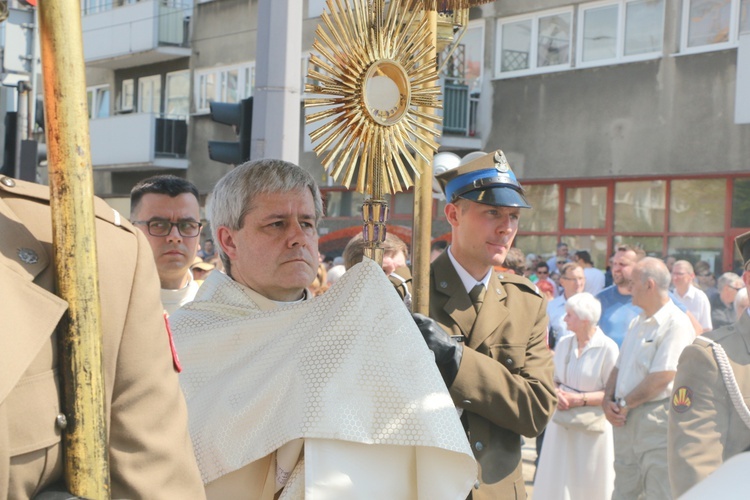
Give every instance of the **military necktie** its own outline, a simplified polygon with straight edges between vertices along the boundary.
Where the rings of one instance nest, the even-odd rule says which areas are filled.
[[[482,307],[482,302],[484,302],[484,292],[485,288],[483,283],[475,285],[469,292],[469,298],[471,299],[471,303],[474,304],[474,309],[477,312],[479,312],[479,309]]]

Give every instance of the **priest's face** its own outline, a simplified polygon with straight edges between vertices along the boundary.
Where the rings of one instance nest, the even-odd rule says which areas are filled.
[[[242,228],[218,234],[232,278],[271,300],[298,300],[315,279],[318,231],[308,189],[259,194]]]

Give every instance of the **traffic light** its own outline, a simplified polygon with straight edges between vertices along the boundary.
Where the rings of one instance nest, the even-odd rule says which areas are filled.
[[[5,151],[3,151],[3,166],[0,174],[8,177],[16,176],[16,112],[5,113]]]
[[[225,125],[233,125],[236,142],[208,141],[208,157],[214,161],[239,165],[250,159],[250,135],[253,126],[253,98],[238,103],[210,103],[211,119]]]

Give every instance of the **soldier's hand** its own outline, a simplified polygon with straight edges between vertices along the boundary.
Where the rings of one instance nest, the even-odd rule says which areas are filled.
[[[422,333],[427,347],[435,355],[435,364],[443,376],[445,385],[450,387],[458,374],[463,356],[463,344],[457,342],[432,318],[419,313],[412,314],[414,322]]]
[[[616,402],[605,399],[602,401],[602,409],[604,410],[604,416],[607,417],[613,427],[625,425],[625,415],[621,414],[621,408]]]

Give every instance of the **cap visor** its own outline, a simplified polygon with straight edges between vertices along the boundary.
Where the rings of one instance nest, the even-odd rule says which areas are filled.
[[[511,187],[498,186],[487,189],[476,189],[462,194],[460,197],[465,200],[496,207],[531,208],[524,195]]]

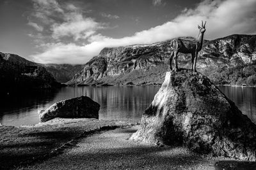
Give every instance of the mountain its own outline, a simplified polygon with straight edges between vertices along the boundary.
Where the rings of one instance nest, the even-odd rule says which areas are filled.
[[[0,52],[0,93],[61,86],[45,68],[17,55]]]
[[[180,38],[196,41],[193,38]],[[68,85],[161,85],[169,71],[172,39],[150,45],[104,48]],[[191,55],[180,53],[179,67],[190,68]],[[196,68],[218,85],[256,85],[256,35],[234,34],[205,40]]]
[[[46,64],[42,66],[60,83],[65,83],[71,80],[76,73],[80,71],[84,67],[84,65],[80,64]]]

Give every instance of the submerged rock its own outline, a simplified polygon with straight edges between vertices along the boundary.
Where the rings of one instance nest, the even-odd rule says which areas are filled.
[[[131,139],[255,160],[256,125],[206,76],[168,72]]]
[[[81,96],[57,102],[39,113],[40,121],[45,122],[60,118],[99,118],[100,104],[86,96]]]

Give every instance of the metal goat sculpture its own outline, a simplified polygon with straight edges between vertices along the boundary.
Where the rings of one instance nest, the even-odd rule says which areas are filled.
[[[198,26],[199,34],[196,41],[188,41],[182,39],[174,39],[171,43],[171,57],[170,57],[170,68],[174,71],[179,71],[179,69],[177,64],[178,53],[191,53],[191,69],[196,72],[196,59],[198,52],[201,50],[203,45],[204,34],[205,32],[205,24],[203,24],[202,21],[202,26]],[[174,57],[174,68],[172,67],[172,59]]]

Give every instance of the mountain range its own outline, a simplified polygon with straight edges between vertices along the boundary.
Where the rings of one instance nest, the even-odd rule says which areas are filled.
[[[180,38],[196,41],[193,38]],[[72,85],[161,85],[169,71],[173,39],[150,45],[104,48],[67,83]],[[189,69],[191,54],[179,53]],[[256,35],[234,34],[204,40],[196,68],[218,85],[256,85]]]
[[[3,53],[0,53],[0,93],[4,94],[61,86],[40,64]]]

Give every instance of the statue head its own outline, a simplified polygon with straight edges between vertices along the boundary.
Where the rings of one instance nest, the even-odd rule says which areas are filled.
[[[206,21],[204,24],[203,21],[202,21],[202,26],[198,26],[198,29],[199,29],[199,31],[200,33],[204,33],[204,32],[205,32],[205,24],[206,24]]]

__Task goal__: Recast everything in the data above from the line containing "Give every instance of the mountain its" down to the line containing "[[[0,52],[0,93],[61,86],[45,68],[17,55]]]" as a numbered list, one item per line and any blank lines dropped.

__Final result__:
1. Give every instance of the mountain its own outline, a simplified polygon with straight edges between vertices along the boundary.
2. Where the rings of one instance nest, the even-odd rule says which areas are filled.
3. [[[0,52],[0,93],[61,86],[45,68],[17,55]]]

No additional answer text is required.